### REQUIREMENT
Repeat each line of the data exactly as written.

Saved entries:

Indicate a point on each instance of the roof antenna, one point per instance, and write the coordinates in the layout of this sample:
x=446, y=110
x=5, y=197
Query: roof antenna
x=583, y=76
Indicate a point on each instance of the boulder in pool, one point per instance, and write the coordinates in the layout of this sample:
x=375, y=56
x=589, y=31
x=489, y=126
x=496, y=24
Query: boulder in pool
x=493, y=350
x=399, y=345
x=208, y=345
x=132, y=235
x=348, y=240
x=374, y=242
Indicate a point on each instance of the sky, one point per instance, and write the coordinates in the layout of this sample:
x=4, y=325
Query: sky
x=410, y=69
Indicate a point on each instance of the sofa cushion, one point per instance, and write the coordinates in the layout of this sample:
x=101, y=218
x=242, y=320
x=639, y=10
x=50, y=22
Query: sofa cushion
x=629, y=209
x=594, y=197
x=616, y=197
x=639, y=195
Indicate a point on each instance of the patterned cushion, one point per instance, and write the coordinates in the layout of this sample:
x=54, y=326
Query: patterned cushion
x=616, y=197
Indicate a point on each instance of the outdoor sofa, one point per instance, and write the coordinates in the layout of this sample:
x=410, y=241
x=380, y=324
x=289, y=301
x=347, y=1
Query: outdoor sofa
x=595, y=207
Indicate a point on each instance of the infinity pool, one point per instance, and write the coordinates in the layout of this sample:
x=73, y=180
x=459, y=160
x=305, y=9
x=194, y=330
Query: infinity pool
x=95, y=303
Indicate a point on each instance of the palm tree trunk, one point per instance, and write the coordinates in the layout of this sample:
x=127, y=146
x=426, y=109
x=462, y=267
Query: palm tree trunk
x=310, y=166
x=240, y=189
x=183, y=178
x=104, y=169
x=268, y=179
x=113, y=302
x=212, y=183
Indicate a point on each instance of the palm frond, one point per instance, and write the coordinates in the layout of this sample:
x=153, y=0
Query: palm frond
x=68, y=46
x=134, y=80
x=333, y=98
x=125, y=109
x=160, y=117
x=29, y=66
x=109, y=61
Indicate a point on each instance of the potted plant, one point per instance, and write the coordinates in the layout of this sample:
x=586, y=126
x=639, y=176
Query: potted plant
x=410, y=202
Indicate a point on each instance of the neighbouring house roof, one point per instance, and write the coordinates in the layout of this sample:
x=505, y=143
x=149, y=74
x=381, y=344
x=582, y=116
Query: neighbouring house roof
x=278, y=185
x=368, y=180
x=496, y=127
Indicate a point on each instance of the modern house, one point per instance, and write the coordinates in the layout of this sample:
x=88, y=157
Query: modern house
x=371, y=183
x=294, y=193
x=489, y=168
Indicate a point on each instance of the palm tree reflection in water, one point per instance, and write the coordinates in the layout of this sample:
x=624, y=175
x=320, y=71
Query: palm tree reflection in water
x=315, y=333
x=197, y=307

### TASK ANSWER
Indicate a point on each instance of the roof antenna, one point per instance, and write the coordinates in the layout of this sample:
x=446, y=110
x=5, y=197
Query: roof antenna
x=583, y=76
Indicate a point on each instance of the boulder in pool, one point per instance, and write the coordinates in the layout of this sample:
x=375, y=56
x=589, y=31
x=489, y=126
x=496, y=24
Query: boulder in pool
x=493, y=350
x=399, y=345
x=208, y=345
x=132, y=235
x=348, y=240
x=374, y=242
Indicate a point on each instance of the sky, one point per instance, and write the coordinates in the layout of this sample:
x=4, y=325
Query: sky
x=410, y=69
Indicate a point on each instance of the sofa cushion, one point per instance, and write the coordinates in the layout of this sample:
x=101, y=218
x=242, y=320
x=639, y=10
x=50, y=22
Query: sofa cushion
x=629, y=209
x=594, y=197
x=616, y=197
x=639, y=195
Indicate a point on each instance of the patterned cushion, one point per instance, and write the coordinates in the layout of this sample:
x=54, y=326
Query: patterned cushion
x=616, y=197
Indicate a point on each instance of the outdoor sofa, one point per instance, and write the coordinates in the layout of this sample:
x=410, y=241
x=380, y=324
x=289, y=301
x=347, y=1
Query: outdoor sofa
x=595, y=207
Indicate a point on each instance of the infinity pool, one point per instance, and write the coordinates in the layout of this sample:
x=73, y=180
x=459, y=160
x=305, y=9
x=194, y=330
Query: infinity pool
x=95, y=303
Indicate a point on each instance of the palm tree trunk, one point per instance, and write the coordinates in the layout of this sample:
x=127, y=146
x=426, y=109
x=462, y=267
Query: palm tree trunk
x=310, y=166
x=240, y=189
x=183, y=178
x=104, y=169
x=268, y=179
x=113, y=302
x=212, y=183
Indicate a point on each instance of the palm frond, one point per instance, and write the coordinates in the layout of this sample:
x=153, y=0
Query: palm frond
x=68, y=46
x=134, y=80
x=333, y=98
x=125, y=109
x=160, y=117
x=29, y=66
x=109, y=61
Indicate a point on each instance of the potted plant, one point per instance, and write the coordinates in the layout of this sample:
x=586, y=126
x=639, y=176
Query: potted plant
x=410, y=202
Indicate a point on each instance of the neighbouring house roof, one point per instance, and write the coordinates in the layout of this sample:
x=505, y=143
x=149, y=74
x=381, y=344
x=582, y=116
Query: neighbouring house roof
x=278, y=185
x=368, y=180
x=496, y=127
Indicate a point on each instance of the modern house, one point per instance, and write the coordinates in the layout of this sample:
x=88, y=157
Query: modern house
x=371, y=183
x=294, y=193
x=489, y=168
Indicate a point on each instance of the palm tree reflection in water, one point per instance, and write the coordinates in the layout of this sample:
x=624, y=175
x=320, y=71
Query: palm tree reflection in water
x=315, y=333
x=197, y=307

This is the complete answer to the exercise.